• Exercise goal
Rewrite the lines below as a numbered list, leaving out any blank lines.

• Excerpted records

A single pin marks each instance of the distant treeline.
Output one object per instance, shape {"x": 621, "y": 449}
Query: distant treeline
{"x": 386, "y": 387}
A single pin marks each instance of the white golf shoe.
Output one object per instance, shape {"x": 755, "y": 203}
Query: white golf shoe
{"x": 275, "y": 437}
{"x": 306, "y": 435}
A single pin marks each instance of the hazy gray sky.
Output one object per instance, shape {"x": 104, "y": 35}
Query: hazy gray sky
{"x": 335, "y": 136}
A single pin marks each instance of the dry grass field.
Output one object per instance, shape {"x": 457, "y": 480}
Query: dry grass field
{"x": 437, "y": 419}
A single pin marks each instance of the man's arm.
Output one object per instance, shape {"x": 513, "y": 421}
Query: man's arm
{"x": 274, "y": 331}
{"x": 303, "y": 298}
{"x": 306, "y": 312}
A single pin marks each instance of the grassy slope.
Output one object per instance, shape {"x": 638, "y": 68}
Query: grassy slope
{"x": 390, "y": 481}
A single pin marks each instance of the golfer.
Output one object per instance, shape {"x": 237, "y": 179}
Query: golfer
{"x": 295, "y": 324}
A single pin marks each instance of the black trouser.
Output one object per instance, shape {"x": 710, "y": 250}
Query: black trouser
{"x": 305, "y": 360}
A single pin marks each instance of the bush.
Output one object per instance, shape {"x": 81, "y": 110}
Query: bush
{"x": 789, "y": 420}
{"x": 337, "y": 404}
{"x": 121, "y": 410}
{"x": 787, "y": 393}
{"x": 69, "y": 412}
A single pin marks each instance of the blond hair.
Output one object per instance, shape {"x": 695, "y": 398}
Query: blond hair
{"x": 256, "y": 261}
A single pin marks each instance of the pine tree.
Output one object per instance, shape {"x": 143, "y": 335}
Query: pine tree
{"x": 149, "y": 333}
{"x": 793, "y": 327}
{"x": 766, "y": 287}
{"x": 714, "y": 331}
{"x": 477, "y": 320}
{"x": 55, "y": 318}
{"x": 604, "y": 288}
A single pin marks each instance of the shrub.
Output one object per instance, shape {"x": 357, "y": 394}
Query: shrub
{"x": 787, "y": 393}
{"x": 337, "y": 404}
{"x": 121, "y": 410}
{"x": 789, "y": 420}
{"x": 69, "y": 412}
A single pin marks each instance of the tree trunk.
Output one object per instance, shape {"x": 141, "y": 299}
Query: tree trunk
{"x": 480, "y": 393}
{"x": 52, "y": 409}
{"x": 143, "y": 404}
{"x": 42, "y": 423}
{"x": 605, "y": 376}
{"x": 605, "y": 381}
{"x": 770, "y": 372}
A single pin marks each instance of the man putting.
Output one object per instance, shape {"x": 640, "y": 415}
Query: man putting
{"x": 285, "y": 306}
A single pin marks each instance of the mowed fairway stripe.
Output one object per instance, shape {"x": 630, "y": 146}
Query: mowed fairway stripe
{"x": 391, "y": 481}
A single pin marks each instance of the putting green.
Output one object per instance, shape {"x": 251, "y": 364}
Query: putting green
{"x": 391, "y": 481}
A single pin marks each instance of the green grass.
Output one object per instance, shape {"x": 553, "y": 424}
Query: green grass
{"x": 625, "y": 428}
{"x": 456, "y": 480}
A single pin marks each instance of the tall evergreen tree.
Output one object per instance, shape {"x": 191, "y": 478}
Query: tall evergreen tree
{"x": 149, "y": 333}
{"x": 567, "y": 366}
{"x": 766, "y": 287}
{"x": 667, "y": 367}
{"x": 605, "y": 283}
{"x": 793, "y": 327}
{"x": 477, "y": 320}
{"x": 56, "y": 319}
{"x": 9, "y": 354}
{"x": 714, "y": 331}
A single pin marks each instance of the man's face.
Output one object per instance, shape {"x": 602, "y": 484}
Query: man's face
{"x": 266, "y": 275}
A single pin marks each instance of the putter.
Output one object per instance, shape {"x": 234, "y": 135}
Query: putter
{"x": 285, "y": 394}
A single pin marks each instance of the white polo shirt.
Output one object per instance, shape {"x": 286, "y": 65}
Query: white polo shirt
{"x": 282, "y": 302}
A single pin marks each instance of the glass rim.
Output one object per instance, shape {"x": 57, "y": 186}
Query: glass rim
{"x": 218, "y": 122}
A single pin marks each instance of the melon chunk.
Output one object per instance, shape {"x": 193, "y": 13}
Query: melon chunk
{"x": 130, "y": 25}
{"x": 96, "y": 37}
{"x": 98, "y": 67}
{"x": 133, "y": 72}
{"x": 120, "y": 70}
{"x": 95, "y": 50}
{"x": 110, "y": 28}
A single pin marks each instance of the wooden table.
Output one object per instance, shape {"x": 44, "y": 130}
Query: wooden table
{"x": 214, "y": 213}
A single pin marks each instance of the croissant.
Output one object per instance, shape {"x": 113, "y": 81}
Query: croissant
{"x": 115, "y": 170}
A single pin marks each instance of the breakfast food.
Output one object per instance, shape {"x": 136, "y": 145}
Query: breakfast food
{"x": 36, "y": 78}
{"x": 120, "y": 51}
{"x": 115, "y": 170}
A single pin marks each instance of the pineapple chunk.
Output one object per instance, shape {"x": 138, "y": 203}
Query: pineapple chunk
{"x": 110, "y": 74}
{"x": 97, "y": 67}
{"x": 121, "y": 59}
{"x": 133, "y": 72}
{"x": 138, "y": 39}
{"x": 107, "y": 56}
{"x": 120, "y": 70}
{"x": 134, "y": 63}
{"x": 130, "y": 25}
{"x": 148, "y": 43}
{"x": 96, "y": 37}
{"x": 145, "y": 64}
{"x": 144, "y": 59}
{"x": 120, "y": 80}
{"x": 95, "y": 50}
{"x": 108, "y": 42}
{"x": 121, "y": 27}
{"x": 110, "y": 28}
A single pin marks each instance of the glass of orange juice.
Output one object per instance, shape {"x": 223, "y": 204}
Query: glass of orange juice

• Exercise output
1. A single pin marks each instance of the distant treeline.
2. Output one object per instance, shape {"x": 621, "y": 449}
3. Query: distant treeline
4. {"x": 386, "y": 387}
5. A single pin marks each instance of the white golf shoe.
6. Output one object per instance, shape {"x": 755, "y": 203}
7. Query: white golf shoe
8. {"x": 275, "y": 437}
9. {"x": 306, "y": 435}
10. A single pin marks each instance of the hazy gray sky.
11. Output one object per instance, shape {"x": 104, "y": 35}
12. Query: hazy gray sky
13. {"x": 335, "y": 136}
14. A single pin marks each instance of the dry grass field.
15. Output one object per instance, shape {"x": 457, "y": 480}
16. Query: dry grass field
17. {"x": 437, "y": 419}
18. A single pin marks each instance of the man's arm.
19. Output one object per instance, shape {"x": 513, "y": 421}
20. Query: man's arm
21. {"x": 274, "y": 331}
22. {"x": 303, "y": 298}
23. {"x": 306, "y": 312}
24. A single pin marks each instance of the grassy slope.
25. Output one object per instance, shape {"x": 638, "y": 68}
26. Query: grassy slope
27. {"x": 390, "y": 481}
28. A single pin marks each instance of the golfer.
29. Output one object per instance, shape {"x": 237, "y": 179}
30. Query: golfer
31. {"x": 295, "y": 324}
32. A single pin marks each instance of the black trouser.
33. Output one object per instance, shape {"x": 710, "y": 250}
34. Query: black trouser
35. {"x": 305, "y": 360}
36. A single pin marks each instance of the bush.
37. Output one object per instance, shape {"x": 81, "y": 110}
38. Query: bush
39. {"x": 789, "y": 420}
40. {"x": 337, "y": 404}
41. {"x": 121, "y": 410}
42. {"x": 787, "y": 393}
43. {"x": 69, "y": 412}
44. A single pin marks each instance of the blond hair.
45. Output one object per instance, shape {"x": 695, "y": 398}
46. Query: blond hair
47. {"x": 256, "y": 261}
48. A single pin marks each instance of the pine tree.
49. Output one object per instance, shape {"x": 143, "y": 335}
50. Query: pine tree
51. {"x": 149, "y": 333}
52. {"x": 793, "y": 327}
53. {"x": 766, "y": 287}
54. {"x": 714, "y": 331}
55. {"x": 477, "y": 320}
56. {"x": 55, "y": 318}
57. {"x": 604, "y": 288}
58. A single pin marks each instance of the shrub.
59. Output one object per instance, shape {"x": 357, "y": 394}
60. Query: shrub
61. {"x": 787, "y": 393}
62. {"x": 337, "y": 404}
63. {"x": 121, "y": 410}
64. {"x": 789, "y": 420}
65. {"x": 69, "y": 412}
66. A single pin marks each instance of the tree trunk.
67. Output one object per instance, shape {"x": 141, "y": 299}
68. Query: tree trunk
69. {"x": 480, "y": 393}
70. {"x": 52, "y": 409}
71. {"x": 143, "y": 404}
72. {"x": 42, "y": 423}
73. {"x": 605, "y": 376}
74. {"x": 605, "y": 381}
75. {"x": 770, "y": 372}
76. A single pin marks each instance of the man putting.
77. Output one object per instance, shape {"x": 640, "y": 415}
78. Query: man putting
79. {"x": 285, "y": 306}
80. A single pin marks each instance of the mowed fairway stripe.
81. Output one object per instance, shape {"x": 630, "y": 146}
82. Query: mowed fairway stripe
83. {"x": 391, "y": 481}
84. A single pin marks each instance of the putting green.
85. Output one object per instance, shape {"x": 251, "y": 364}
86. Query: putting green
87. {"x": 391, "y": 481}
88. A single pin marks each instance of the green grass.
89. Output one object per instance, shape {"x": 553, "y": 424}
90. Query: green grass
91. {"x": 625, "y": 428}
92. {"x": 456, "y": 480}
93. A single pin marks each instance of the tall evergreen tree.
94. Output one object per instance, shape {"x": 191, "y": 478}
95. Query: tall evergreen tree
96. {"x": 149, "y": 333}
97. {"x": 567, "y": 366}
98. {"x": 766, "y": 287}
99. {"x": 667, "y": 367}
100. {"x": 605, "y": 283}
101. {"x": 793, "y": 327}
102. {"x": 477, "y": 320}
103. {"x": 56, "y": 319}
104. {"x": 9, "y": 354}
105. {"x": 714, "y": 331}
106. A single pin marks each instance of the man's face.
107. Output one object per instance, shape {"x": 602, "y": 484}
108. Query: man's face
109. {"x": 266, "y": 275}
110. A single pin marks each instance of the putter.
111. Output one object per instance, shape {"x": 234, "y": 135}
112. Query: putter
113. {"x": 285, "y": 394}
114. A single pin marks each instance of the white polo shirt.
115. Output one object per instance, shape {"x": 286, "y": 65}
116. Query: white polo shirt
117. {"x": 282, "y": 302}
118. A single pin marks each instance of the glass rim.
119. Output one object per instance, shape {"x": 57, "y": 186}
120. Query: glass rim
121. {"x": 218, "y": 122}
122. A single pin marks each instance of the melon chunk.
123. Output one object per instance, shape {"x": 193, "y": 13}
124. Query: melon chunk
125. {"x": 130, "y": 25}
126. {"x": 96, "y": 37}
127. {"x": 98, "y": 67}
128. {"x": 133, "y": 72}
129. {"x": 120, "y": 70}
130. {"x": 95, "y": 50}
131. {"x": 110, "y": 28}
132. A single pin marks each instance of the wooden table.
133. Output one object per instance, shape {"x": 44, "y": 130}
134. Query: wooden table
135. {"x": 214, "y": 213}
136. A single pin marks each instance of the croissant.
137. Output one object per instance, shape {"x": 113, "y": 81}
138. Query: croissant
139. {"x": 115, "y": 170}
140. A single pin marks each instance of the breakfast food.
141. Output one object per instance, shape {"x": 136, "y": 145}
142. Query: breakfast food
143. {"x": 36, "y": 78}
144. {"x": 120, "y": 51}
145. {"x": 115, "y": 170}
146. A single pin marks each instance of the pineapple chunk.
147. Output one object per instance, shape {"x": 138, "y": 203}
148. Query: pineapple chunk
149. {"x": 110, "y": 74}
150. {"x": 97, "y": 67}
151. {"x": 121, "y": 59}
152. {"x": 133, "y": 72}
153. {"x": 138, "y": 39}
154. {"x": 107, "y": 56}
155. {"x": 120, "y": 70}
156. {"x": 134, "y": 63}
157. {"x": 130, "y": 25}
158. {"x": 148, "y": 43}
159. {"x": 96, "y": 37}
160. {"x": 145, "y": 64}
161. {"x": 144, "y": 59}
162. {"x": 120, "y": 80}
163. {"x": 95, "y": 50}
164. {"x": 108, "y": 42}
165. {"x": 121, "y": 27}
166. {"x": 110, "y": 28}
167. A single pin marks each instance of the glass of orange juice.
168. Output one object per instance, shape {"x": 223, "y": 204}
169. Query: glass of orange juice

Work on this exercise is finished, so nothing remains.